A complete answer lists every line of the material where the string "with" occurs.

## INFORMATION

※

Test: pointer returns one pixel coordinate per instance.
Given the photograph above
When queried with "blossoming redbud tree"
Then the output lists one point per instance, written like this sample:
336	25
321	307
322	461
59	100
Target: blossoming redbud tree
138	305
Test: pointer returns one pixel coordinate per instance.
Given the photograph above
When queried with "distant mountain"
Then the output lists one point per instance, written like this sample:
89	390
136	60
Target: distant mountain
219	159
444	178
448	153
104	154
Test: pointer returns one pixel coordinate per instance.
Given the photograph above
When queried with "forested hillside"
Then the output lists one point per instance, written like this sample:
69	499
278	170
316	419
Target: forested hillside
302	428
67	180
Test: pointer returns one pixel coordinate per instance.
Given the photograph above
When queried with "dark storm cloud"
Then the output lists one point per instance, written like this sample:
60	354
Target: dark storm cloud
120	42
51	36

※

## ANSWER TO THIS TASK
When queried with "blossoming redbud tree"
When queried with "distant mountain"
When queried with "forested hillside"
When queried with "dark storm cloud"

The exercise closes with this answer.